- Your objective: Update the rows from the start of the rows through the line containing "M188 81L185 86L184", inclusive, so that "query phrase" becomes "search phrase" and nothing else changes. Leave the pictures out of your answer.

[Begin Listed entries]

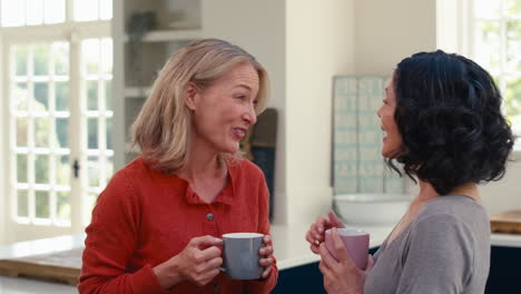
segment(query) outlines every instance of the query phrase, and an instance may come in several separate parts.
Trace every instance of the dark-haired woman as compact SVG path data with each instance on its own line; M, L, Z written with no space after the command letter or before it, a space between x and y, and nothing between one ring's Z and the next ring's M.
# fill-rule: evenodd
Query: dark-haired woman
M514 138L501 114L492 77L472 60L441 50L402 60L377 111L382 155L420 185L420 193L365 271L355 267L333 234L343 226L318 218L306 239L321 254L328 293L483 293L490 263L490 225L478 184L500 179ZM401 174L401 173L400 173ZM416 180L417 179L417 180Z

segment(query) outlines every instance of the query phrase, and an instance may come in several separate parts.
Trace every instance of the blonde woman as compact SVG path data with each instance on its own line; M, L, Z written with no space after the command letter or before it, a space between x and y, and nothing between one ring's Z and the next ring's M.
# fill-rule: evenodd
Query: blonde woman
M132 126L141 155L116 173L87 227L80 293L268 293L277 280L263 173L239 141L268 76L217 39L174 53ZM265 234L262 278L220 273L219 236Z

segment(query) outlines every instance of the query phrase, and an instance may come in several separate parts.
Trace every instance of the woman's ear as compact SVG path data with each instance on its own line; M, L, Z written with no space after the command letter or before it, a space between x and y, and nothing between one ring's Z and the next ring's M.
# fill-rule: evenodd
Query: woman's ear
M188 81L185 86L184 90L184 98L185 98L185 105L188 107L190 110L196 109L197 105L197 86L193 81Z

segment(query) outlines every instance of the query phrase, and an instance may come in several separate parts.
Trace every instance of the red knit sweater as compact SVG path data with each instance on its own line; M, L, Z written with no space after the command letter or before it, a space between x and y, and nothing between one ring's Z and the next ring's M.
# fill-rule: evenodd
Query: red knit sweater
M277 281L234 281L224 273L204 287L183 282L165 291L153 267L180 253L189 239L226 233L269 234L268 190L248 160L228 166L229 180L212 204L188 183L140 158L119 170L99 195L87 227L80 293L268 293ZM212 215L209 215L212 214Z

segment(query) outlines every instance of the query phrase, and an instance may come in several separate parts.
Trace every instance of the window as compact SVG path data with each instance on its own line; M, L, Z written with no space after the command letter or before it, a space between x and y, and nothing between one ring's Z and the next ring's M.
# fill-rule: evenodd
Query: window
M521 135L521 0L473 0L471 11L470 55L495 78Z
M114 171L112 1L0 1L8 241L80 233Z

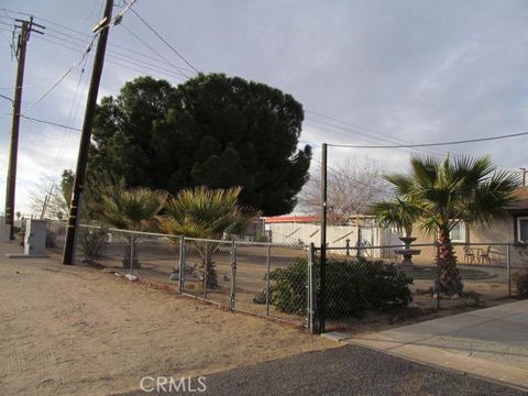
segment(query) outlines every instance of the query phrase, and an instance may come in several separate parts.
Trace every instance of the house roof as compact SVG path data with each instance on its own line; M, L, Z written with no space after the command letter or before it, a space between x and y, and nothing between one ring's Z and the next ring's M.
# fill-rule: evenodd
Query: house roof
M320 222L319 216L273 216L264 218L265 223L282 223L282 222Z
M528 211L528 188L519 187L515 191L516 201L509 204L506 209L510 212L527 212Z

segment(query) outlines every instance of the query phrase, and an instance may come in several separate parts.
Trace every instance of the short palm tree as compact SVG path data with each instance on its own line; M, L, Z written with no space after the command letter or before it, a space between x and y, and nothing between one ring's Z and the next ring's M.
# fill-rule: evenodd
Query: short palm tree
M108 226L130 231L150 231L155 229L155 217L162 210L166 198L167 193L148 188L109 187L105 190L101 202L96 206L95 210ZM139 234L125 233L124 267L140 267L135 249L140 238ZM131 257L132 246L134 248L133 257Z
M208 189L196 187L182 190L169 198L164 216L160 217L160 227L170 234L188 238L219 240L226 234L244 231L258 211L239 207L241 187L229 189ZM218 277L212 254L219 244L215 242L193 241L201 256L201 280L208 288L218 287Z
M460 295L463 284L450 232L461 221L490 226L515 200L517 177L496 172L488 157L436 160L414 156L409 175L386 176L400 202L417 213L425 231L438 234L438 293ZM405 226L405 221L402 223Z
M419 219L420 212L400 198L393 201L382 201L367 208L367 213L376 217L381 227L395 227L405 237L411 237L413 227Z

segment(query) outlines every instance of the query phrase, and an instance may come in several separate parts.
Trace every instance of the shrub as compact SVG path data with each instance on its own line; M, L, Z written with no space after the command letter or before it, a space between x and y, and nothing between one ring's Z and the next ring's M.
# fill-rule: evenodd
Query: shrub
M317 264L316 264L317 265ZM302 315L306 310L307 261L299 258L287 268L271 273L275 280L273 305L283 312ZM319 265L316 268L319 274ZM394 265L361 257L356 262L330 260L327 263L327 317L361 317L365 311L405 307L411 300L413 278ZM317 285L319 297L320 283Z
M517 295L520 298L528 298L528 270L519 271L514 274Z
M79 246L86 258L95 258L101 255L108 238L108 229L85 229L79 232Z

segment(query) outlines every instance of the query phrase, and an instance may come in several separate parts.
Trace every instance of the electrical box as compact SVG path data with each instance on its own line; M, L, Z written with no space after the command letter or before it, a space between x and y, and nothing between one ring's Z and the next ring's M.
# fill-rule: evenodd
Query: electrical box
M24 254L45 254L46 253L46 220L29 219L25 222Z
M11 226L4 223L3 216L0 216L0 242L9 242Z

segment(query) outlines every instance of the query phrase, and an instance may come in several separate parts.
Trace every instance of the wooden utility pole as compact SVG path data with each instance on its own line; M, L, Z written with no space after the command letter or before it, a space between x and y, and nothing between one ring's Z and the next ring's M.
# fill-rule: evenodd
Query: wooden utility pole
M327 153L328 145L322 143L321 151L321 256L320 256L320 296L319 296L319 331L326 331L327 319Z
M33 22L33 16L29 21L15 20L21 22L22 25L19 34L19 41L16 45L16 56L19 63L16 66L16 82L14 86L14 100L13 100L13 120L11 124L11 145L9 150L9 165L8 165L8 180L6 188L6 224L10 226L10 238L13 239L13 226L14 226L14 193L16 186L16 160L19 155L19 129L20 129L20 109L22 106L22 86L24 84L24 68L25 68L25 50L28 48L28 42L30 40L31 32L43 34L42 32L34 30L33 26L45 29L44 26Z
M105 15L94 31L99 32L96 56L94 58L94 69L91 72L91 81L86 101L85 121L82 122L82 132L80 134L79 154L77 156L77 167L75 170L74 187L72 193L72 204L69 207L68 228L66 230L66 242L64 244L63 264L74 264L76 232L79 226L80 208L82 205L82 195L85 189L86 165L88 163L88 151L90 148L91 127L94 124L94 113L97 106L97 95L99 92L99 82L101 81L102 66L105 64L105 52L107 50L108 33L112 19L113 0L107 0Z
M526 168L519 168L522 172L522 187L526 187Z

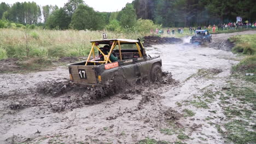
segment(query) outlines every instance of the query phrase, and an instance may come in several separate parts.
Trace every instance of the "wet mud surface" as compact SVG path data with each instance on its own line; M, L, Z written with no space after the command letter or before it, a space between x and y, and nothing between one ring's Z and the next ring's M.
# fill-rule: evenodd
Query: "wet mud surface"
M157 36L147 36L143 38L144 46L152 47L152 45L162 44L174 44L182 43L181 39L176 38L161 38Z
M146 49L162 58L155 84L90 88L70 82L66 67L0 74L0 143L230 143L216 125L228 119L221 93L237 58L187 41Z

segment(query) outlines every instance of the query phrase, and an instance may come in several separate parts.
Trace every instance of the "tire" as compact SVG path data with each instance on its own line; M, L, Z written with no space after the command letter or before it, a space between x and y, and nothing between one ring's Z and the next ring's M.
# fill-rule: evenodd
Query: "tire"
M153 82L160 81L162 77L162 68L159 64L154 64L150 71L150 79Z
M211 38L209 40L209 43L212 43L212 38Z

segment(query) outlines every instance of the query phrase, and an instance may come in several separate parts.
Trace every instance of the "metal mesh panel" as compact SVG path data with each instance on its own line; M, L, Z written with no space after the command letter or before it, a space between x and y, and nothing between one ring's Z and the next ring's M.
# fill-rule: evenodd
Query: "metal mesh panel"
M72 65L71 73L74 82L85 83L97 83L94 66L91 65ZM79 76L79 70L85 70L86 79L81 79Z

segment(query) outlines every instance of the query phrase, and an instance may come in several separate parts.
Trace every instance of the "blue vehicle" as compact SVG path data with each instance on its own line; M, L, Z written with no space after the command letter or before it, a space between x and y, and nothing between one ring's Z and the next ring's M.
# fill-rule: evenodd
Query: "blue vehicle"
M195 35L190 39L190 43L205 45L207 43L212 42L212 34L209 33L207 29L196 30Z

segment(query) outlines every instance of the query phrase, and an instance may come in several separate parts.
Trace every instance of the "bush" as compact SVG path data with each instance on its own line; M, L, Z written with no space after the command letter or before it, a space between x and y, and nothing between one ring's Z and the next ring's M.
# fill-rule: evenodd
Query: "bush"
M36 26L34 24L32 24L28 26L29 29L34 29L36 28Z
M150 20L138 20L135 29L139 32L149 33L151 29L155 29L156 28L161 29L161 26L154 24L153 21Z
M0 28L3 28L4 27L4 22L0 20Z
M36 32L32 32L30 33L31 37L35 39L39 39L39 36Z
M20 58L27 56L27 50L25 45L8 45L4 49L8 57Z
M7 58L7 53L6 52L6 51L0 47L0 60L5 59Z
M236 35L229 38L229 40L235 44L232 49L233 52L242 52L245 55L256 53L256 34Z
M8 24L8 28L9 28L15 29L16 28L16 23L9 23Z
M53 57L63 57L67 53L67 47L62 45L54 45L48 48L48 55Z
M121 28L120 26L119 22L117 20L114 20L109 22L107 26L106 26L106 29L108 31L121 31Z
M18 23L16 25L16 27L19 27L19 28L22 28L22 27L25 27L24 25L23 25L22 24L20 24L20 23Z
M43 47L33 47L30 52L30 56L31 57L47 57L48 55L48 51L47 49Z

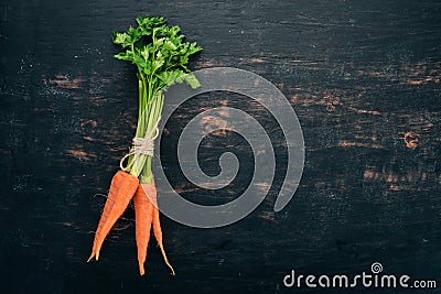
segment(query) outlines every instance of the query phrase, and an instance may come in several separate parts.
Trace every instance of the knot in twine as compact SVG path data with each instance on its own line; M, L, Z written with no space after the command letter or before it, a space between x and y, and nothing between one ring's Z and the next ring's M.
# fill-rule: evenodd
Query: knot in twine
M159 135L159 129L158 129L158 123L161 120L161 118L158 119L158 121L154 123L154 127L151 129L150 132L146 133L146 137L135 137L132 139L133 145L130 149L129 153L126 154L121 161L119 162L119 167L122 171L129 170L135 161L141 155L148 155L148 156L153 156L153 151L154 151L154 139L158 138ZM133 159L127 164L127 166L123 166L123 162L126 161L127 157L133 155Z

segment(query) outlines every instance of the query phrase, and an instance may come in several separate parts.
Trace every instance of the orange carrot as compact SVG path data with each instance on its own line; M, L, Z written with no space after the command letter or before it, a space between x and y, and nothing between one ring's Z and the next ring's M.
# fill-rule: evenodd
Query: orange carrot
M153 225L153 233L161 249L162 257L164 258L165 264L170 268L172 274L174 275L174 270L165 255L164 247L162 244L162 231L157 205L157 188L154 186L154 181L152 183L140 184L133 200L136 214L138 264L140 274L144 274L143 263L147 257L147 248L150 239L151 226Z
M138 184L139 181L137 177L123 171L118 171L115 174L111 179L109 194L107 196L101 218L98 222L98 228L95 232L92 254L87 261L90 261L94 257L98 260L99 251L106 236L126 210L130 199L133 197L133 194L138 188Z
M174 275L174 270L173 266L170 264L169 259L166 258L165 254L165 250L164 250L164 246L162 243L162 230L161 230L161 222L159 219L159 209L158 209L158 205L157 205L157 188L154 186L154 182L152 183L153 188L154 188L154 193L152 194L152 198L154 202L154 206L153 206L153 235L154 238L157 239L158 246L161 249L161 253L162 257L165 261L165 264L170 268L170 270L172 271L172 274Z
M138 248L139 273L144 274L147 248L150 239L150 228L153 218L153 205L150 203L141 185L138 186L133 197L136 240Z

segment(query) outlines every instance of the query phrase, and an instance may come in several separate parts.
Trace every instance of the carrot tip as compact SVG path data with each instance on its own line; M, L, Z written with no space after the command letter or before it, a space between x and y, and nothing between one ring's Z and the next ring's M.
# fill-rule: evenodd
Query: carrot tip
M87 262L90 262L90 260L94 258L94 253L90 254L89 259L87 260Z
M170 270L172 271L172 275L176 275L174 273L173 266L170 264L169 259L166 258L165 250L164 250L164 247L162 246L162 243L159 243L159 248L161 249L161 253L162 253L162 257L164 258L166 266L169 266Z
M144 271L144 265L140 262L139 263L139 274L142 276L144 275L146 271Z

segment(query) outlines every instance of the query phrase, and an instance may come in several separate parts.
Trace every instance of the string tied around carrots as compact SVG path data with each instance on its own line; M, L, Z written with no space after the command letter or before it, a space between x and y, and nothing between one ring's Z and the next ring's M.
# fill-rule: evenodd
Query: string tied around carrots
M119 162L119 167L122 171L128 171L135 163L136 159L141 155L148 155L148 156L153 156L153 152L154 152L154 140L158 138L159 135L159 121L161 120L161 117L159 117L158 121L154 123L153 128L151 129L151 131L149 131L146 134L146 138L142 137L135 137L132 139L133 145L130 149L130 152L128 154L126 154L121 161ZM127 160L127 157L132 156L133 155L133 160L129 161L129 163L127 164L127 166L123 166L123 162Z

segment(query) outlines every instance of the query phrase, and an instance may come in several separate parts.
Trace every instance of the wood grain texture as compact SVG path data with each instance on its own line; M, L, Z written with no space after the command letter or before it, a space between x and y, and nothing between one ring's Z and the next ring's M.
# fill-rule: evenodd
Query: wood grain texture
M161 153L184 197L224 203L251 176L247 143L220 132L203 142L201 165L216 174L219 155L237 152L235 182L212 193L184 179L175 144L203 108L252 115L270 132L279 167L265 203L233 226L201 230L162 218L175 277L154 246L147 276L138 276L131 210L110 233L103 259L86 263L105 203L96 194L106 194L138 113L133 68L112 58L110 34L144 12L164 15L204 47L193 69L233 66L277 85L305 139L300 187L275 214L288 163L273 118L247 97L215 92L174 113ZM441 2L429 0L2 0L2 286L17 293L279 293L291 269L357 274L375 261L388 273L438 279L440 286L440 24Z

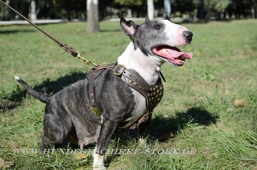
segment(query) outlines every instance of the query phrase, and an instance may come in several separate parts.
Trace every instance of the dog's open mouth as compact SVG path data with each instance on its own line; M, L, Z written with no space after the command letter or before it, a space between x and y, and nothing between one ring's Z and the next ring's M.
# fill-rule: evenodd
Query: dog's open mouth
M152 51L155 54L178 66L182 66L186 59L190 60L193 57L192 52L183 52L177 47L168 46L157 46L153 48Z

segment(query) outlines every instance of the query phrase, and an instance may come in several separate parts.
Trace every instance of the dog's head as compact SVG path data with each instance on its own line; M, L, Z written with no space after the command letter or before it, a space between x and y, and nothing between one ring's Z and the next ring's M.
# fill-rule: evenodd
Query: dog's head
M150 21L137 25L132 21L120 18L120 25L134 43L146 56L154 56L175 66L182 66L192 53L181 52L177 47L190 44L193 33L186 27L168 20Z

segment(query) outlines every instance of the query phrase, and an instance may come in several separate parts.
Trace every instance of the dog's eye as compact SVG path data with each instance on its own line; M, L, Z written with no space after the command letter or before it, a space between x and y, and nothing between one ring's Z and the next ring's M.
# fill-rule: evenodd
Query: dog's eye
M154 27L154 28L155 29L160 29L160 26L159 24L156 25Z

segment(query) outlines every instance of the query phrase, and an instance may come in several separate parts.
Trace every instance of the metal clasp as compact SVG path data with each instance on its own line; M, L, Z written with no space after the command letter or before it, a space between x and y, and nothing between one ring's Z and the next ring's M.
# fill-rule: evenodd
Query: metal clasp
M94 68L93 67L90 67L89 66L89 64L92 64L94 65L95 66L97 66L97 65L96 64L95 64L93 62L91 62L90 61L89 61L88 60L85 59L85 58L84 56L80 55L80 54L78 51L76 51L76 52L77 52L77 56L75 56L75 58L77 59L82 59L84 63L87 66L87 67L90 68L91 70L93 70Z
M118 68L118 67L119 67L119 68ZM117 70L117 68L118 70ZM121 68L121 71L120 71ZM126 67L124 65L118 64L113 70L113 73L114 73L114 74L116 75L121 75L121 74L122 73L122 72L123 72L125 68Z

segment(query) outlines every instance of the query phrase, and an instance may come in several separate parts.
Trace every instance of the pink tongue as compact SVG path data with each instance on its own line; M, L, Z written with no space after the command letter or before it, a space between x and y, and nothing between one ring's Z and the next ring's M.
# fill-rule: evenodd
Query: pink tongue
M178 49L177 49L177 50ZM191 59L193 57L193 53L192 52L186 53L181 51L177 51L177 50L169 48L166 48L166 50L169 52L169 53L172 56L173 58L177 58L179 56L181 56L186 59Z

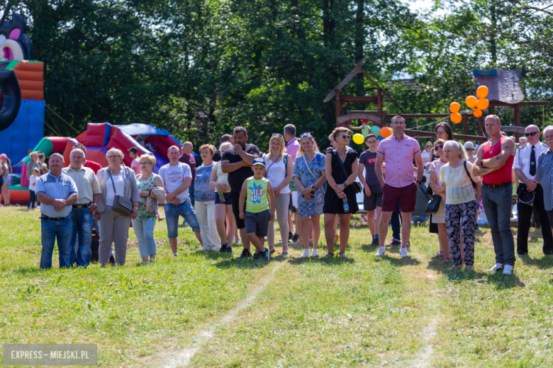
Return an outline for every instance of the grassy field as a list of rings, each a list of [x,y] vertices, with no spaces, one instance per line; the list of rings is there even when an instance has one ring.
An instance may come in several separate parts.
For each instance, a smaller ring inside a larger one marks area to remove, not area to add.
[[[409,258],[375,258],[359,216],[350,258],[299,259],[294,246],[268,264],[202,253],[188,227],[174,258],[165,226],[154,265],[136,265],[131,230],[124,267],[44,271],[38,212],[0,208],[1,343],[96,343],[110,367],[552,365],[553,257],[540,230],[503,277],[484,272],[486,228],[467,273],[430,260],[428,227],[413,228]]]

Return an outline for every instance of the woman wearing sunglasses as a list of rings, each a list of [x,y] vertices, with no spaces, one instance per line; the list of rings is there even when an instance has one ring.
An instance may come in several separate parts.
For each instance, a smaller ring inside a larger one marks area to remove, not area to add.
[[[357,176],[357,153],[348,151],[352,132],[346,127],[337,127],[333,132],[337,148],[328,153],[325,163],[326,179],[330,188],[325,195],[325,237],[328,248],[325,258],[334,257],[334,221],[340,216],[340,257],[345,258],[345,250],[350,238],[350,220],[352,214],[359,211],[355,192],[351,185]]]
[[[442,200],[440,201],[438,212],[432,216],[432,222],[437,224],[438,241],[440,242],[440,251],[432,256],[432,258],[443,257],[444,259],[440,264],[451,262],[449,255],[449,243],[447,241],[447,228],[445,226],[445,189],[443,183],[440,181],[440,170],[442,166],[447,163],[444,154],[444,144],[445,141],[438,139],[434,143],[434,151],[438,154],[439,159],[430,163],[430,188],[434,194],[440,195]]]

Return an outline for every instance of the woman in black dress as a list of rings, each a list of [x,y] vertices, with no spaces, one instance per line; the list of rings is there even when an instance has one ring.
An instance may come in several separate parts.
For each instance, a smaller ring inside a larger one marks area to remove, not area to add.
[[[345,258],[345,249],[350,237],[350,220],[352,214],[359,211],[355,192],[351,186],[357,177],[357,153],[346,149],[352,134],[346,127],[335,129],[333,135],[338,147],[326,154],[325,173],[329,188],[325,195],[323,212],[325,214],[325,237],[328,248],[328,253],[325,255],[327,258],[334,257],[334,220],[336,216],[340,216],[340,257]],[[340,162],[344,164],[343,168]]]

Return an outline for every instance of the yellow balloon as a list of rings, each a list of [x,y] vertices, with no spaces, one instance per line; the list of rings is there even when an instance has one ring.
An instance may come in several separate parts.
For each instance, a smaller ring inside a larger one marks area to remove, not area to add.
[[[380,137],[382,138],[388,138],[391,134],[392,130],[388,127],[383,127],[382,129],[380,130]]]
[[[449,118],[451,119],[451,121],[452,121],[455,124],[459,124],[463,120],[463,117],[461,116],[457,113],[455,113],[454,114],[452,114]]]
[[[449,111],[451,111],[454,114],[455,113],[459,113],[459,110],[461,110],[461,105],[459,105],[458,103],[452,102],[449,105]]]
[[[365,142],[365,137],[363,137],[363,134],[353,134],[353,142],[354,142],[356,144],[363,144],[363,142]]]
[[[478,99],[476,99],[476,97],[474,96],[469,96],[467,98],[467,100],[464,101],[467,103],[467,105],[469,106],[470,108],[474,108],[476,107],[476,103],[478,102]]]
[[[488,87],[486,86],[480,86],[476,90],[476,96],[479,98],[484,98],[488,96]]]

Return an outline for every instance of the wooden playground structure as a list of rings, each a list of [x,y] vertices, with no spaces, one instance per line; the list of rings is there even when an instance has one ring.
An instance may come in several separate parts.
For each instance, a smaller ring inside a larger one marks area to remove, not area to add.
[[[336,98],[336,126],[345,126],[347,122],[357,120],[367,120],[372,122],[375,125],[378,127],[384,127],[388,125],[388,119],[391,119],[394,116],[401,115],[406,119],[408,118],[444,118],[449,117],[451,114],[389,114],[384,109],[384,99],[383,96],[385,96],[391,101],[393,101],[393,99],[377,84],[376,83],[367,72],[363,70],[362,67],[364,64],[364,61],[362,60],[357,64],[355,67],[352,70],[347,76],[346,76],[325,98],[324,102],[330,101],[333,97]],[[354,76],[359,73],[362,73],[364,77],[376,88],[376,96],[342,96],[341,90],[351,81]],[[514,85],[514,84],[513,84]],[[347,106],[347,103],[372,103],[375,105],[376,110],[348,110],[347,113],[342,114],[342,108]],[[513,109],[514,113],[514,126],[503,126],[501,127],[501,130],[504,132],[515,132],[515,136],[518,139],[520,134],[524,133],[524,127],[520,125],[520,108],[524,106],[547,106],[547,102],[541,101],[520,101],[515,103],[509,103],[507,102],[503,102],[501,100],[490,100],[490,107],[494,106],[508,106]],[[455,139],[470,140],[476,142],[486,142],[488,140],[487,137],[485,135],[484,130],[484,117],[481,116],[478,117],[478,134],[479,135],[469,135],[469,124],[468,118],[471,117],[471,113],[462,113],[462,124],[463,124],[463,134],[454,134],[453,138]],[[410,137],[435,137],[434,132],[423,132],[420,130],[406,130],[406,133]]]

[End Listed entries]

- Exercise output:
segment(query) outlines every instance of the search phrase, and an instance may come in several separate parts.
Trace every instance of the dark-haired woman as compact SVG path data with each instance on its own line; M, L, Z written with no space after the command letter or before it, a space between x and y, and nothing between one ring's Z and the next ring's M.
# fill-rule: evenodd
Query: dark-haired woman
M514 138L501 114L492 77L472 60L441 50L402 60L377 111L382 155L420 185L420 193L365 271L355 267L333 234L343 226L318 218L306 239L321 254L328 293L483 293L490 263L490 225L478 184L500 179ZM401 174L401 173L400 173ZM416 180L417 179L417 180Z

segment(query) outlines every instance of the search phrase, and an instance may come in several separate parts.
Trace every instance of the blonde woman as compact SVG path data with each instance on its own line; M, L, Z written with no space after the command letter or before it, a space between x and y, and nothing between one ring's Z and the next ring's M.
# fill-rule: evenodd
Query: blonde woman
M132 126L141 155L116 173L87 227L80 293L268 293L277 280L263 173L239 141L268 76L217 39L174 53ZM265 234L262 278L220 273L219 236Z

segment(query) outlines every instance of the search phrase, and an instance may come in several separate parts.
Trace every instance of the woman's ear as compact SVG path data with each instance on its own line; M, L, Z written with no space after the command letter or before it, a space between x and y, and nothing between one ring's Z and the next ring's M.
# fill-rule: evenodd
Query: woman's ear
M188 81L185 86L184 90L184 98L185 98L185 105L188 107L190 110L196 109L197 105L197 86L193 81Z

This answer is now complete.